* [EXERCISE TEXT]
☆ ☆ ☆ ☆ ☆
Risk Factors For Gingivitis

Several studies suggest that gum disease may be passed from parents to children as well as between couples (Asikainen 1996; Saarela 1993). Based on these findings, the American Academy of Periodontology (AAP) recommends that treatment of gum disease may involve entire families and that if one family member has periodontal disease, all family members should see a dental professional for a periodontal disease screening.

Other conditions that may contribute to gingivitis include:

Medications. Certain prescription and over-the-counter drugs can create a favorable environment for plaque buildup. Cold remedies and tricyclic antidepressant drugs decrease salivation, which allows plaque and tartar to form more easily (Koller 2000). Oral contraceptives can increase microbial flora that contribute to gingivitis (Klinger 1998).
Other drugs—particularly anti-seizure medications such as phenytoin (Dilantin®), calcium channel blockers, anti-hypertension drugs, and medications that suppress the immune system—can sometimes cause an overgrowth of gum tissue (Johnson 2003; Morisaki 2001). This condition, called gingival hyperplasia, can make plaque much more difficult to remove and provide more surface for bacteria to develop.

Infections. Viral and fungal infections can also adversely affect gum health. The herpes virus, for example, can lead to acute herpetic gingivostomatitis, a condition characterized by swollen gums and small, painful sores in the mouth (Kasper 2005). Oral thrush is caused by overgrowth of the yeast known as Candida albicans that is normally found in the mouth. Thrush can produce white lesions on the inner cheeks and tongue that can spread to the gums.

Disease. Certain health conditions that may not be directly associated with the mouth can affect gum health. For example, leukemia patients may develop gingivitis if leukemia cells invade the gum tissue (Kasper 2005). Fanconi anemia is a rare genetic disorder that attacks bone marrow and reduces white blood cell production, leaving the patient predisposed to infections and more susceptible to gum disease (Nowzari 2001).
☆ ☆ ☆ ☆ ☆
* [DATA LISTING]
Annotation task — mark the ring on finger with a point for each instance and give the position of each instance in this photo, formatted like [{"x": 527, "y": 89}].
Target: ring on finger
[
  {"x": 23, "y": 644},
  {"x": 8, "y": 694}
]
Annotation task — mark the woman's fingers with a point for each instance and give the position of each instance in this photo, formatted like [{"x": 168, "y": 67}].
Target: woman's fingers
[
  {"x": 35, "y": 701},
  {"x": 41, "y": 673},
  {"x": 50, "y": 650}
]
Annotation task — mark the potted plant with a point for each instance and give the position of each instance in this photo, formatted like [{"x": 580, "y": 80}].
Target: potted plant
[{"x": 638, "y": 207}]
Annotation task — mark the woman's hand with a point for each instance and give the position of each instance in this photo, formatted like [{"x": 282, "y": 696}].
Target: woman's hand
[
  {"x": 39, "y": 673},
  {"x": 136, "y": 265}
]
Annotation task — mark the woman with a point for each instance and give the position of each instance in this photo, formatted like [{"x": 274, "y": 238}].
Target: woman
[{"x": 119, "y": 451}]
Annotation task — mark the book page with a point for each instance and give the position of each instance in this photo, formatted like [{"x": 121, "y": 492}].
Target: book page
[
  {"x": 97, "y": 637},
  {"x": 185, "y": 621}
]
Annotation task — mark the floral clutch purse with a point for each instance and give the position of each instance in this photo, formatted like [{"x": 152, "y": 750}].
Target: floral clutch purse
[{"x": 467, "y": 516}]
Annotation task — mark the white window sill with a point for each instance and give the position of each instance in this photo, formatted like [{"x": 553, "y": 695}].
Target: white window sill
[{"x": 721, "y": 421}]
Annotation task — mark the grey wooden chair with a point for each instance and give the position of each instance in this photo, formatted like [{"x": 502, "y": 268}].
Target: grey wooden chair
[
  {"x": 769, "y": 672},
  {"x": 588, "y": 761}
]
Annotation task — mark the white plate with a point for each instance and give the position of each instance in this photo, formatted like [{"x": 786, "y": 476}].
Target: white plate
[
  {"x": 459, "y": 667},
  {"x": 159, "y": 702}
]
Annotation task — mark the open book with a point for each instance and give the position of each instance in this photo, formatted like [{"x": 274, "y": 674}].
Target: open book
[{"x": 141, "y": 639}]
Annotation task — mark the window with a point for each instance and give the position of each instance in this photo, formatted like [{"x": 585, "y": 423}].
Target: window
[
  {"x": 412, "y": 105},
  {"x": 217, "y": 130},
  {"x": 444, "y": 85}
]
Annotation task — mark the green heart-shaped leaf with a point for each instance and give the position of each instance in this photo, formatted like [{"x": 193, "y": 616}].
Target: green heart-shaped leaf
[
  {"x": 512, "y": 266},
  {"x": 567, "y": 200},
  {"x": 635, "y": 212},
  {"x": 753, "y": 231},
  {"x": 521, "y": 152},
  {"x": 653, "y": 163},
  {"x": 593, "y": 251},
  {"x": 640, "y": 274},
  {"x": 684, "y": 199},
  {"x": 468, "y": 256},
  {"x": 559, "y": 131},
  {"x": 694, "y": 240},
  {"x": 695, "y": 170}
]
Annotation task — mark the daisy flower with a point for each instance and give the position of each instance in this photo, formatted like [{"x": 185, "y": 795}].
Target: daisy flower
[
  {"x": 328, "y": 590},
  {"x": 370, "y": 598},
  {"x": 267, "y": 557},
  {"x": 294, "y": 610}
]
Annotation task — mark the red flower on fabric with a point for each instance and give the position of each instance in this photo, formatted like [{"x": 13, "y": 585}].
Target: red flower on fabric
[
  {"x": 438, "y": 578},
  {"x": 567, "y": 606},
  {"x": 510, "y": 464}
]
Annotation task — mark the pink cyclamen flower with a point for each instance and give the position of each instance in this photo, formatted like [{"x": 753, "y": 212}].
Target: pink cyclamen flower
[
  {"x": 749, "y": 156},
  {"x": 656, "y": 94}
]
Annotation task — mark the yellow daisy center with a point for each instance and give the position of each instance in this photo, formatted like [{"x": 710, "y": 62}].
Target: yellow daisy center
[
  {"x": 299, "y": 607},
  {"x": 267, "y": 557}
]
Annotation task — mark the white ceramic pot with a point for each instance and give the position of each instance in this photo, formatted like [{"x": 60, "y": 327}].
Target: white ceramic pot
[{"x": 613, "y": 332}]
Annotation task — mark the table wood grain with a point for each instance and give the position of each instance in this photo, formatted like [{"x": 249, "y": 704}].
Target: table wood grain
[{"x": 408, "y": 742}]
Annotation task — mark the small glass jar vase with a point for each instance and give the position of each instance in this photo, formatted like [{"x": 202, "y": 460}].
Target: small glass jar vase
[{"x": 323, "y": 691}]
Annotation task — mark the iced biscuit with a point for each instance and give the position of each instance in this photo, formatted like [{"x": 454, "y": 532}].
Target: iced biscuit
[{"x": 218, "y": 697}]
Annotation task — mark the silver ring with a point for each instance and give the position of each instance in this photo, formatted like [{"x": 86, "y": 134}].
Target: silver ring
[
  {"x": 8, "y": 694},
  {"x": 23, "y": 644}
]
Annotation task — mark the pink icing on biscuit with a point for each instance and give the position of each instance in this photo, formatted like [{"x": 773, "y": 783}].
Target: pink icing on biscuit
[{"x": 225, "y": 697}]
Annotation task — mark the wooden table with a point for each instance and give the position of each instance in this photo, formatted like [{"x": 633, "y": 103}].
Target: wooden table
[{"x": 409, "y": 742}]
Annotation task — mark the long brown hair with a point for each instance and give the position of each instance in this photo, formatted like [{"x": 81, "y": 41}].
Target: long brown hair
☆ ☆ ☆ ☆ ☆
* [EXERCISE REQUIREMENTS]
According to the gingivitis text, what name is given to the overgrowth of gum tissue that some drugs can cause? The rows have nothing to do with the gingivitis text.

* [WRITTEN REPLY]
Gingival hyperplasia.